* BEGIN DATA IN THIS EXERCISE *
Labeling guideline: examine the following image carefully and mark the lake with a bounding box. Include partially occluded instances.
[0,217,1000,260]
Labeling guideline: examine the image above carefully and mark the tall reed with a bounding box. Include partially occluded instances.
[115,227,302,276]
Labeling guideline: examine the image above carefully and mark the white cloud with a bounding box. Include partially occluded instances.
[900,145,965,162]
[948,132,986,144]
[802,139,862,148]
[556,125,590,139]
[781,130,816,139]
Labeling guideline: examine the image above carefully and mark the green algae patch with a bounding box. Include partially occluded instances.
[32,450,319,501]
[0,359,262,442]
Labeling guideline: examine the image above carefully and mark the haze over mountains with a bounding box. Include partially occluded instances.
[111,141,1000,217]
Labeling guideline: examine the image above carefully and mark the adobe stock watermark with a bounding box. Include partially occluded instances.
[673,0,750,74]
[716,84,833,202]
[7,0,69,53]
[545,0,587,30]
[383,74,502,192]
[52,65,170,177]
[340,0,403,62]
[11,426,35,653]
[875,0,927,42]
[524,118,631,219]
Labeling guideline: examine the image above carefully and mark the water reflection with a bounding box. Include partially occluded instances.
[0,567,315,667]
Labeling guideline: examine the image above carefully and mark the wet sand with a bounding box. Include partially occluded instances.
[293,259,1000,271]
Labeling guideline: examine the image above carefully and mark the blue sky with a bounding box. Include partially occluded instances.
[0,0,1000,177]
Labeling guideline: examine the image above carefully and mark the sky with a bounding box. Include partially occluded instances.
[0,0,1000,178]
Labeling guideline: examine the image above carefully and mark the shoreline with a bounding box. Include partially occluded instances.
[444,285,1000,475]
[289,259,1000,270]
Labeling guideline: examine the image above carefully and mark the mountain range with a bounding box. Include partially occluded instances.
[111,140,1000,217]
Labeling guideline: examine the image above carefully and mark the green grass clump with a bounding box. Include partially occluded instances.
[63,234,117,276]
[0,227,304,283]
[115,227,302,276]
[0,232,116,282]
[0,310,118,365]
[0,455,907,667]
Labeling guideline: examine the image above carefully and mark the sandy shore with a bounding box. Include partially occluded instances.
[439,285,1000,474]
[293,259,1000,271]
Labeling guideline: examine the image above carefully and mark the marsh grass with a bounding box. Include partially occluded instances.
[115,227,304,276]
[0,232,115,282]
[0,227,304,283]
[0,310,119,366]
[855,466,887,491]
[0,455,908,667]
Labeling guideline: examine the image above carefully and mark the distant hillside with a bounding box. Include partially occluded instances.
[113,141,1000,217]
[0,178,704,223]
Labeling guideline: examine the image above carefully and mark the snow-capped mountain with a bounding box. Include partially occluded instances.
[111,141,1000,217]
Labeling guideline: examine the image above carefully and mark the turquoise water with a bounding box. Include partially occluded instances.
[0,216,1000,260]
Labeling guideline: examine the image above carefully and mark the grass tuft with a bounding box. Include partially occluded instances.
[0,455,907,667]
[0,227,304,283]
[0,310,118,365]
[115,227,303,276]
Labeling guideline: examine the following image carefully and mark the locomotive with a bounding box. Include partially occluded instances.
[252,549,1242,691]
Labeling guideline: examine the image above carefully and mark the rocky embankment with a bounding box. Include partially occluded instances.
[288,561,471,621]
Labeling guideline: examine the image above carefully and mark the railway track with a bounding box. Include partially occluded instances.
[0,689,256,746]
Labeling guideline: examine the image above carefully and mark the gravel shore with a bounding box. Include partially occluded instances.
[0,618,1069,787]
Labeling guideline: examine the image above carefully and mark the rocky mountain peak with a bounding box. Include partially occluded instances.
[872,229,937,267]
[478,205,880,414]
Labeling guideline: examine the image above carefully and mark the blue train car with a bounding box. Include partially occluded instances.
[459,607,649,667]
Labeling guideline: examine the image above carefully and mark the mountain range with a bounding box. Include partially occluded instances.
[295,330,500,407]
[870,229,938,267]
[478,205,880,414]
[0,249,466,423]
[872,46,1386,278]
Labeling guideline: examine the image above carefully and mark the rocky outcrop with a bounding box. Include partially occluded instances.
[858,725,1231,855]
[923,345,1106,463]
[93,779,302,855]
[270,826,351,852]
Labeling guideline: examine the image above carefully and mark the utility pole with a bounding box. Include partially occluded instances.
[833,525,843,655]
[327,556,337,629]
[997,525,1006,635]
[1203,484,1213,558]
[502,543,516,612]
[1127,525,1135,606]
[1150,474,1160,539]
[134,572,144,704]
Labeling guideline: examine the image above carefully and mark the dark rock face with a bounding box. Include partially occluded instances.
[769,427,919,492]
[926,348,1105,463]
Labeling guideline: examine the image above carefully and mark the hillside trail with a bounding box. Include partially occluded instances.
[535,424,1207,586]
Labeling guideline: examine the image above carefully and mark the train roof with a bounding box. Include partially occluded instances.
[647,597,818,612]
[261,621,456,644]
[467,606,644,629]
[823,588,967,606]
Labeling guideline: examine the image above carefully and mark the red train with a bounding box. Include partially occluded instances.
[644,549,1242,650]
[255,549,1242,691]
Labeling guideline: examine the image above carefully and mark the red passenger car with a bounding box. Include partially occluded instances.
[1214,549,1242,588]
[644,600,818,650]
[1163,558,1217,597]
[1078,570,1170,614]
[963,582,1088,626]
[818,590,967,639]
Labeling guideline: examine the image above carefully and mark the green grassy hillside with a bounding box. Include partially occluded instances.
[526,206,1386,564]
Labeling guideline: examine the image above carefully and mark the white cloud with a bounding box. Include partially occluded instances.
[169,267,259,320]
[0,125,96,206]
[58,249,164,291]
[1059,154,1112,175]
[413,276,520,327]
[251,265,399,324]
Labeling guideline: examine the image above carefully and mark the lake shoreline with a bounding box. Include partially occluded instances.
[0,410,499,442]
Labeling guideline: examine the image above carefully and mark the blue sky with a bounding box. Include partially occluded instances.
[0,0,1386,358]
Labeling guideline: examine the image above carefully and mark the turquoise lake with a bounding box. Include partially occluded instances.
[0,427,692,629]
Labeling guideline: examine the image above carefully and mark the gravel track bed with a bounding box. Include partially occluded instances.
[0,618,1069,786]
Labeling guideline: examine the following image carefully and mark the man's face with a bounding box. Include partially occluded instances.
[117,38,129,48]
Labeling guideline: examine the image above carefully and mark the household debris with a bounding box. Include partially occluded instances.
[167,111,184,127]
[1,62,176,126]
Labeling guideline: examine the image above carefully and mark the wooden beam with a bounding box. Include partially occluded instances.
* END DATA IN THIS EXERCISE *
Lay out all of the lines above as a Markdown table with the columns Row and Line, numbering each row and leaving out any blank lines.

EXERCISE ANSWER.
| Row | Line |
|---|---|
| 1 | Labeling guideline: examine the following image carefully and mark the lake with a bounding box. Include partially occluded instances. |
| 2 | [0,217,1000,260] |
| 3 | Labeling guideline: examine the image above carefully and mark the tall reed with a bounding box. Include partially occluded instances. |
| 4 | [115,227,302,276] |
| 5 | Labeling guideline: examine the image above carefully and mark the white cloud with a bounding box. Include partially occluded instances. |
| 6 | [900,145,965,162] |
| 7 | [948,132,986,144] |
| 8 | [802,139,862,148] |
| 9 | [556,125,590,139] |
| 10 | [781,130,816,139] |
| 11 | Labeling guideline: examine the image above carefully and mark the green algae patch with a bounding box. Include partially occluded instances. |
| 12 | [32,450,319,501] |
| 13 | [0,359,262,442] |
| 14 | Labeling guideline: examine the image above carefully and mark the haze over mountains with a bounding box. Include partially occluded instances. |
| 15 | [111,141,1000,217] |
| 16 | Labeling guideline: examine the image above carefully and mark the adobe stock watermark with a bounding box. Include partially occluded instances. |
| 17 | [673,0,750,74] |
| 18 | [716,84,833,202] |
| 19 | [7,0,69,53] |
| 20 | [545,0,587,30] |
| 21 | [383,74,502,192] |
| 22 | [52,65,170,177] |
| 23 | [340,0,403,62] |
| 24 | [11,426,35,653] |
| 25 | [875,0,927,42] |
| 26 | [524,118,631,219] |
| 27 | Labeling guideline: examine the image above carefully and mark the water reflection with a bounding box. Include partially occluded instances. |
| 28 | [0,567,315,667] |
| 29 | Labeling guideline: examine the image above carefully and mark the wet sand with a bounding box. Include partially occluded instances. |
| 30 | [293,259,1000,271] |
| 31 | Labeling guideline: examine the image above carefully and mark the blue sky with a bounding box. Include partially occluded instances. |
| 32 | [0,0,1000,177] |
| 33 | Labeling guideline: examine the image above carefully and mark the sky with a bounding box. Include partially occluded instances. |
| 34 | [0,0,1000,178] |
| 35 | Labeling guideline: examine the image above carefully and mark the shoreline with a bounding box. Include partially occluded instances. |
| 36 | [444,285,1000,475] |
| 37 | [289,259,1000,270] |
| 38 | Labeling guideline: examine the image above carefully and mark the mountain range with a bounding box. Include partially occluded instances. |
| 39 | [111,140,1000,217] |
| 40 | Labeling guideline: examine the image above carefully and mark the green grass clump with a bounding box. Include partially occluded instances. |
| 41 | [63,234,117,276] |
| 42 | [0,227,304,283] |
| 43 | [115,227,302,276] |
| 44 | [0,232,116,282] |
| 45 | [0,310,118,365] |
| 46 | [0,455,907,667] |
| 47 | Labeling guideline: examine the image above carefully and mark the sandy shore with a bounding box. Include partially occluded instances. |
| 48 | [439,285,1000,474] |
| 49 | [293,259,1000,271] |
| 50 | Labeling guideline: examine the image above carefully and mark the marsh grass with a bounding box. Include partially occluded instances. |
| 51 | [115,227,304,276] |
| 52 | [0,232,115,282] |
| 53 | [0,227,304,283] |
| 54 | [0,310,119,366] |
| 55 | [855,466,887,491] |
| 56 | [0,455,908,667] |
| 57 | Labeling guideline: examine the image above carefully and mark the distant hillside with a bounding box. Include partially occluded instances. |
| 58 | [113,141,1000,217] |
| 59 | [0,178,704,223] |
| 60 | Labeling guideline: examine the image above carefully and mark the snow-capped mountain with a bounding box. Include partially occluded instances. |
| 61 | [111,141,1000,217] |
| 62 | Labeling guideline: examine the image above carefully and mark the turquoise water with a bounding box. Include partially occluded instances. |
| 63 | [0,216,1000,260] |
| 64 | Labeling guideline: examine the image above carefully and mark the grass tuft with a bounding box. Include partially occluded instances. |
| 65 | [0,455,907,667] |
| 66 | [0,227,304,283] |
| 67 | [0,310,118,365] |
| 68 | [115,227,303,276] |
| 69 | Labeling guideline: examine the following image carefully and mark the locomotive with a bounding box. Include partially occluded instances. |
| 70 | [252,549,1242,691] |
| 71 | Labeling guideline: examine the image above carefully and mark the rocky embankment with a bounding box. Include partially occluded instances. |
| 72 | [288,561,471,621] |
| 73 | Labeling guideline: examine the image above carefully and mark the railway track with a bounding box. Include partially occluded instances. |
| 74 | [0,689,256,746] |
| 75 | Labeling guideline: examine the image above carefully and mark the gravel shore with a bounding box. Include partially occluded instances. |
| 76 | [0,618,1069,787] |
| 77 | Labeling guideline: examine the image above carefully and mark the rocky mountain peak with a bounding box. Include partially occluded instances. |
| 78 | [872,229,937,267] |
| 79 | [478,205,880,414] |
| 80 | Labeling guideline: examine the image above carefully and mark the blue train car with a bounding box. Include partially occluded instances. |
| 81 | [459,607,649,667] |
| 82 | Labeling guideline: examine the image above carefully and mark the mountain range with a bounding box. Include partially occluded instances. |
| 83 | [295,330,500,407] |
| 84 | [870,229,938,267] |
| 85 | [478,205,880,414] |
| 86 | [0,249,466,423] |
| 87 | [872,46,1386,278] |
| 88 | Labeling guideline: examine the image above carefully and mark the rocky outcrop with a bounding box. Include partially occluded instances. |
| 89 | [858,725,1231,855] |
| 90 | [923,345,1106,463] |
| 91 | [93,779,302,855] |
| 92 | [270,826,351,852] |
| 93 | Labeling guideline: examine the image above carefully and mark the utility pole with a bounding box. Include partially occluded instances. |
| 94 | [833,525,843,655] |
| 95 | [327,556,337,629] |
| 96 | [997,525,1006,635] |
| 97 | [1203,484,1213,558] |
| 98 | [502,543,516,612] |
| 99 | [1127,525,1135,606] |
| 100 | [1150,474,1160,539] |
| 101 | [134,572,144,704] |
| 102 | Labeling guideline: examine the image above carefully and mark the dark rock face with a bounding box. Include partially occluded instances. |
| 103 | [769,427,919,492] |
| 104 | [926,348,1105,463] |
| 105 | Labeling guideline: examine the image above carefully and mark the hillside trail with a bounding box. Include partially occluded instances. |
| 106 | [535,424,1207,586] |
| 107 | Labeling guideline: examine the image above carefully and mark the train roof with a bounding box. Include partially occluded instances. |
| 108 | [647,597,818,612] |
| 109 | [261,621,456,644] |
| 110 | [467,606,644,629] |
| 111 | [823,588,967,606] |
| 112 | Labeling guideline: examine the image above carefully and mark the red train with a bounding box. Include partially occluded instances. |
| 113 | [644,549,1242,650] |
| 114 | [255,549,1242,691] |
| 115 | Labeling guideline: examine the image above carefully and mark the red passenger car with a bounding box. Include partially occluded instances. |
| 116 | [1214,549,1242,588] |
| 117 | [644,600,818,650] |
| 118 | [1163,558,1217,597] |
| 119 | [1078,570,1170,614] |
| 120 | [963,582,1088,626] |
| 121 | [818,590,967,639] |
| 122 | Labeling guideline: examine the image above carefully and mark the green grassy hillside with a bounding box. Include partially occluded instances. |
| 123 | [526,206,1386,564] |
| 124 | Labeling guideline: examine the image above carefully and mark the white cloud with a bounding box. Include partially occluded instances. |
| 125 | [169,267,259,320] |
| 126 | [0,125,96,206] |
| 127 | [58,249,164,291] |
| 128 | [1059,154,1112,175] |
| 129 | [413,276,520,327] |
| 130 | [251,265,399,324] |
| 131 | Labeling guideline: examine the image above carefully and mark the lake shoreline with a bounding box. Include partially occluded instances. |
| 132 | [0,410,499,442] |
| 133 | Labeling guideline: examine the image above carefully and mark the blue sky with a bounding box. Include partially occluded instances. |
| 134 | [0,0,1386,358] |
| 135 | Labeling guideline: examine the image above carefully and mark the turquoise lake with a bounding box. Include partially occluded instances. |
| 136 | [0,427,692,629] |
| 137 | Labeling guideline: examine the image above carefully and mark the gravel track bed with a bounding box. Include partially occluded instances. |
| 138 | [0,618,1069,786] |
| 139 | Labeling guideline: examine the following image carefully and mark the man's face with a bounding box. Include partially occluded instances. |
| 140 | [117,38,129,48] |
| 141 | Labeling guideline: examine the image above carefully and mark the household debris with a bounding box. Include partially occluded instances. |
| 142 | [167,111,184,127] |
| 143 | [1,62,176,126] |
| 144 | Labeling guideline: examine the image above carefully and mark the wooden beam with a bounding box. Include partially occluded instances. |